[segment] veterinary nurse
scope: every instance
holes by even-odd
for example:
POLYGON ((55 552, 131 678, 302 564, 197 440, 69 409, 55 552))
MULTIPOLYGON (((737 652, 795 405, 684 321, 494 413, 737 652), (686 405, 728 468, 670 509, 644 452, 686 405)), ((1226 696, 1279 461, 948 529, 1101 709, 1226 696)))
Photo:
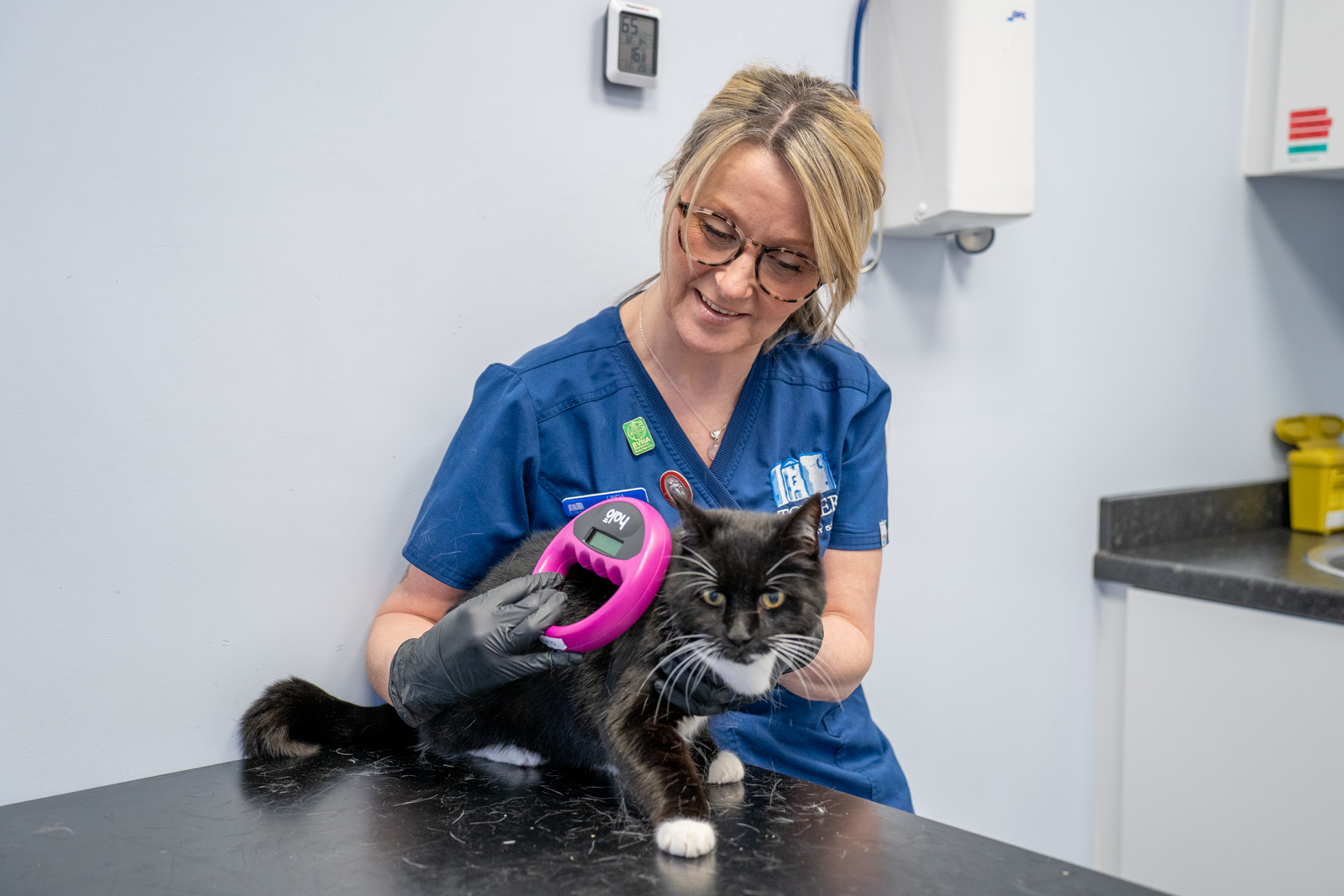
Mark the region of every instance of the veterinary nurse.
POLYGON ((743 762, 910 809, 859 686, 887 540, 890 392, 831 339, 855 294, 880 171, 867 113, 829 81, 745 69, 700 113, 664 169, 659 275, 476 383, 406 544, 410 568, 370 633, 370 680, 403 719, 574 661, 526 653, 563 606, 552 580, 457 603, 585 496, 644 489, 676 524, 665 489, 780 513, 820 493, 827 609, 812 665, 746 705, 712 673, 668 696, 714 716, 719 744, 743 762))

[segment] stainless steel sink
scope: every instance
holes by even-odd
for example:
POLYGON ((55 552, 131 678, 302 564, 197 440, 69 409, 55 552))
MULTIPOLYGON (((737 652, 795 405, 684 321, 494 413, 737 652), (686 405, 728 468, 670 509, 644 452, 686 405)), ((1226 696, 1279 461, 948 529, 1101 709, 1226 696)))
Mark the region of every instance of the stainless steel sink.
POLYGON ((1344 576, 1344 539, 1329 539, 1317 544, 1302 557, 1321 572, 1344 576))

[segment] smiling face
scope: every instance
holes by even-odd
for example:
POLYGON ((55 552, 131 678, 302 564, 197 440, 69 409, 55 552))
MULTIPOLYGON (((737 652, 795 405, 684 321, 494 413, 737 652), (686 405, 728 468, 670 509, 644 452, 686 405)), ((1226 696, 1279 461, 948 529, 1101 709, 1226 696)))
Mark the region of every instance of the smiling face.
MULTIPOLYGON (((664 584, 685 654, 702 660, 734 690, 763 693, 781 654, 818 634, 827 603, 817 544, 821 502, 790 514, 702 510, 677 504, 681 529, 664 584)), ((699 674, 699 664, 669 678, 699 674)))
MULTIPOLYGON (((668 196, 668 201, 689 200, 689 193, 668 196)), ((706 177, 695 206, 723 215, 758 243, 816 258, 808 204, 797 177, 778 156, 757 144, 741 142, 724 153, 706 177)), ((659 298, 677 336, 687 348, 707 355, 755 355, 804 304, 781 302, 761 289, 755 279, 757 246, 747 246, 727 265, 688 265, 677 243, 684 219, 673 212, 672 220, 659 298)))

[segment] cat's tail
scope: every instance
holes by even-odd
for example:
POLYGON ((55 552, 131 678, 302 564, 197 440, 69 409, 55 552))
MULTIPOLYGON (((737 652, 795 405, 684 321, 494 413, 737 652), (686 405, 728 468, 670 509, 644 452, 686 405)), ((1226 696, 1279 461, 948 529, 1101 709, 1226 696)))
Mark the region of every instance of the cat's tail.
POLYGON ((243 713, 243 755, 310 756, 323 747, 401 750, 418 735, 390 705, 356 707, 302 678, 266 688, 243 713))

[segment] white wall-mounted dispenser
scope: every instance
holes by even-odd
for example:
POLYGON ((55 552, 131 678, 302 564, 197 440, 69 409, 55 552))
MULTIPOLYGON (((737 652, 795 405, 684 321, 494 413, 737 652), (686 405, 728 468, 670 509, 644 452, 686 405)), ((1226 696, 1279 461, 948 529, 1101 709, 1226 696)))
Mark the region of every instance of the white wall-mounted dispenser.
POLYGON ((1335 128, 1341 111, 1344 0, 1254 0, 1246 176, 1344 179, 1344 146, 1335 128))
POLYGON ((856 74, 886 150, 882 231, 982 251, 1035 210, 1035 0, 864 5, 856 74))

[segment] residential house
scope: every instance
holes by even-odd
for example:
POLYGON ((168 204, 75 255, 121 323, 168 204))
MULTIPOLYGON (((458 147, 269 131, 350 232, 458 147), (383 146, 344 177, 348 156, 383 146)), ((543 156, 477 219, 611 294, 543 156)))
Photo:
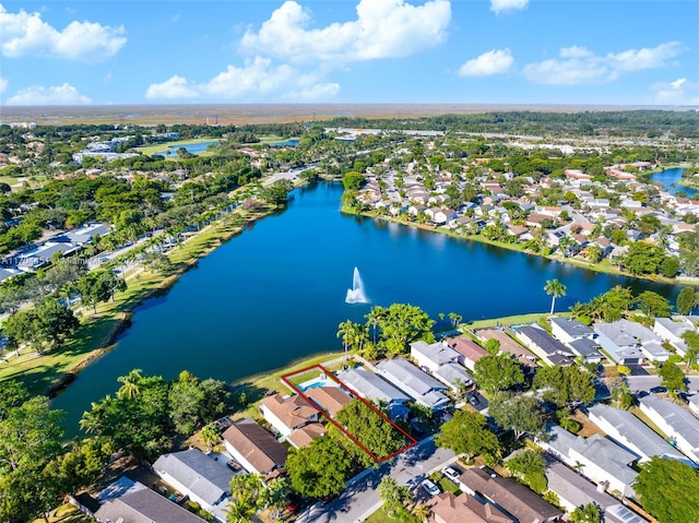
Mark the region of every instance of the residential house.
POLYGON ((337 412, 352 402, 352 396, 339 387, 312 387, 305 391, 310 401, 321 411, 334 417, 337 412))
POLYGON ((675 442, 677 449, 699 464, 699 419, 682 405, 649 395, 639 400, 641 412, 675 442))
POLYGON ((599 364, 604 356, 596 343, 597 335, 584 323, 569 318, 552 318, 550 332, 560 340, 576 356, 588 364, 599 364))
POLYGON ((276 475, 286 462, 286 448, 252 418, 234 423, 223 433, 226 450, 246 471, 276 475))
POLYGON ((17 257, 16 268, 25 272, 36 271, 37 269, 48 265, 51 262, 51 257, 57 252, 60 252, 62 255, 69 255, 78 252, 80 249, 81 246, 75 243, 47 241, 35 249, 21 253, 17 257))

- Work instructions -
Select every line in the entries above that contains the word "segment", and copy each of those lines in full.

- Response -
[segment] veterinary nurse
[segment] stainless steel sink
[segment] smiling face
[segment] cat's tail
[segment] white wall-mounted dispenser
[segment] residential house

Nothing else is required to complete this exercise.